Start Available records

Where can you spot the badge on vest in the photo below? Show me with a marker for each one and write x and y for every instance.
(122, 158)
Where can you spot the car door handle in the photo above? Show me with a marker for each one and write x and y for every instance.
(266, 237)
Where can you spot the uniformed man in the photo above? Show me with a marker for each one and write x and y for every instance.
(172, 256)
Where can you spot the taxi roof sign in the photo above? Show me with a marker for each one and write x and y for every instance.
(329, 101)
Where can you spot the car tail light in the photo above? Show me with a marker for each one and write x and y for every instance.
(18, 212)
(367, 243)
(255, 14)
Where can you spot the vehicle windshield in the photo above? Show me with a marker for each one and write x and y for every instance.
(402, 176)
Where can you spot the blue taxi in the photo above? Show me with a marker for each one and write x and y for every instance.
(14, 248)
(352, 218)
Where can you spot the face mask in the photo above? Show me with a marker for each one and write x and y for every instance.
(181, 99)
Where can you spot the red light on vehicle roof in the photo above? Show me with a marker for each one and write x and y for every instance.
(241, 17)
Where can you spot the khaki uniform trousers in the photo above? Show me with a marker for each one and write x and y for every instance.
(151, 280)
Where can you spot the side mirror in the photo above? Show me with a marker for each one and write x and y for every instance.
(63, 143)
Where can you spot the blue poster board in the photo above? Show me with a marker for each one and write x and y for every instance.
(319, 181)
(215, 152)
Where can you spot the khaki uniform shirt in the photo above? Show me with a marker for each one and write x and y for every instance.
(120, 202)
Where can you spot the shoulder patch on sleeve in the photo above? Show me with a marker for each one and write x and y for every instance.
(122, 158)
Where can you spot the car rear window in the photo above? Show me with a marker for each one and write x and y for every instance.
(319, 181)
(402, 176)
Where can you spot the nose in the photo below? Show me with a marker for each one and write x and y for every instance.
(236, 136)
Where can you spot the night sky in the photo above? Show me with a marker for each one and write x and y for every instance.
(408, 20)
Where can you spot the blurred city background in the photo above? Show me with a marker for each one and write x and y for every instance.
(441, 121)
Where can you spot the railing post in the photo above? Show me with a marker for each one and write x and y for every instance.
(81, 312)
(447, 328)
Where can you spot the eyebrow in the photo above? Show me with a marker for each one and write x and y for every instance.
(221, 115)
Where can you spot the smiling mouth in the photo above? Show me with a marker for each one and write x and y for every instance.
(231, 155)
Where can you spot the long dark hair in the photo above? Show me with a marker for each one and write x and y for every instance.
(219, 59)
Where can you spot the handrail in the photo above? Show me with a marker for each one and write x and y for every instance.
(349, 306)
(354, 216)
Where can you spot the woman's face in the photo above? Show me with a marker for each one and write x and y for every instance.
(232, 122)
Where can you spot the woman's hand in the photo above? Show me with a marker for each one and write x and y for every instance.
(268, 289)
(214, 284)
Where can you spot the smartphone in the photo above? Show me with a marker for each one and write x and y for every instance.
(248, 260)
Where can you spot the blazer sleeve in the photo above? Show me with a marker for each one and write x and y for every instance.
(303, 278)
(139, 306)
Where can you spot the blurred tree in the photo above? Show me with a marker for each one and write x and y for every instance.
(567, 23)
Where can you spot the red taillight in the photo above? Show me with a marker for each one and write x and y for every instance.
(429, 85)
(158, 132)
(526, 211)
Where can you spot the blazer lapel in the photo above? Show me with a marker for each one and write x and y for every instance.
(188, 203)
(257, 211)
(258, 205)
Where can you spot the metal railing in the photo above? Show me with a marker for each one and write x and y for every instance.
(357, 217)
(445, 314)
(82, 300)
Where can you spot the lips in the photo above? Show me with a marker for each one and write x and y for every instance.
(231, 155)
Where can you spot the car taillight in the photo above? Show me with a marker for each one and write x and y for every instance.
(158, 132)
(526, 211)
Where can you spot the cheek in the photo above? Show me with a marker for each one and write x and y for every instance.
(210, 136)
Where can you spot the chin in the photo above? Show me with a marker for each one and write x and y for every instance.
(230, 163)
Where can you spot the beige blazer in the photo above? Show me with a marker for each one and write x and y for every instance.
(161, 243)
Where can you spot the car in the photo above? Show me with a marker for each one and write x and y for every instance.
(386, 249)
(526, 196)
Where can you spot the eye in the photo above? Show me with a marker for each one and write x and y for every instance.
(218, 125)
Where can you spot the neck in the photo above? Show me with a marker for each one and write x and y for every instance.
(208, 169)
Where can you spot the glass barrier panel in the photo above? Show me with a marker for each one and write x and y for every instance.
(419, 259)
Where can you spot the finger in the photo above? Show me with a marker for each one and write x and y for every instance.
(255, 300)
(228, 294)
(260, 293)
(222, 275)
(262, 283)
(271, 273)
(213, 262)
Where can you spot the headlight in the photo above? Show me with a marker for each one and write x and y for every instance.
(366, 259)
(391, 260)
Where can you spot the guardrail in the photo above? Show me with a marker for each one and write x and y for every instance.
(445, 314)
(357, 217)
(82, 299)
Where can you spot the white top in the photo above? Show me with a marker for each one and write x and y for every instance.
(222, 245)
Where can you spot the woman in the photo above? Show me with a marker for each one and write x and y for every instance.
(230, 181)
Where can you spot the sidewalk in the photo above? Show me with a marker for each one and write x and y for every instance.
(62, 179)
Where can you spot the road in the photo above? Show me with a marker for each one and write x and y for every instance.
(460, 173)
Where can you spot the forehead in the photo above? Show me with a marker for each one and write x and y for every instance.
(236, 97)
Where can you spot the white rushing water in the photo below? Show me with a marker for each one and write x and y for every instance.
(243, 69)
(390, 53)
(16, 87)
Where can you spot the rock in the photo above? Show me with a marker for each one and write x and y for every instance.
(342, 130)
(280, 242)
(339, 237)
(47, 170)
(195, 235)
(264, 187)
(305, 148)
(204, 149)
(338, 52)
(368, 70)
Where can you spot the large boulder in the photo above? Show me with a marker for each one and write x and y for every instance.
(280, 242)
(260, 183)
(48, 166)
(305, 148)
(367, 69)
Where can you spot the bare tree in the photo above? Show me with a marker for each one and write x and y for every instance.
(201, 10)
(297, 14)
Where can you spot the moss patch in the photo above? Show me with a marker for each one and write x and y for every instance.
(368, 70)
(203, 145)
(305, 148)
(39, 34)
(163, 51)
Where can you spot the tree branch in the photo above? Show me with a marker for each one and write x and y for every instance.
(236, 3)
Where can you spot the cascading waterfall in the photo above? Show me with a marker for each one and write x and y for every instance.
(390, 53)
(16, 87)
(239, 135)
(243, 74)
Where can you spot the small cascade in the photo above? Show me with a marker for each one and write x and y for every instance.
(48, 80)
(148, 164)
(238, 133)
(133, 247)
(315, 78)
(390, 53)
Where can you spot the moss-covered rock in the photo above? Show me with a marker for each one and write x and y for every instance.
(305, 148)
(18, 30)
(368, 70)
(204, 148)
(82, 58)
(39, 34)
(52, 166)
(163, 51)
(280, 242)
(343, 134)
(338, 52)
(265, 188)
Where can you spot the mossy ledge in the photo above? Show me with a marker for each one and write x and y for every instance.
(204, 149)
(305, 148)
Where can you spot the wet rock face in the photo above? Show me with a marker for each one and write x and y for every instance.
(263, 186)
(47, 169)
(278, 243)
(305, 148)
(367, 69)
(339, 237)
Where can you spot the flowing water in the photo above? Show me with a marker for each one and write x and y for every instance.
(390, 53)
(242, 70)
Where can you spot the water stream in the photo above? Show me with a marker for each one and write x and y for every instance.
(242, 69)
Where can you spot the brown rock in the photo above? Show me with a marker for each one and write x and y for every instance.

End Available records

**Set task:**
Present everything from the line containing "Where can you spot the flowing" down to the end of the data as a numbered list, leaving out any blank lines.

**Written response:**
1. Where can you spot the flowing water in the photo above? Show me with a marker for each one and write x and y for every instance.
2. (390, 53)
3. (242, 70)
4. Where can you spot the water stream in the photo above? Show me with a marker for each one and write x and y for every instance.
5. (242, 69)
6. Where can you spot the brown rock in the photo above? Show me with a marker for each one and write x and y for every instance.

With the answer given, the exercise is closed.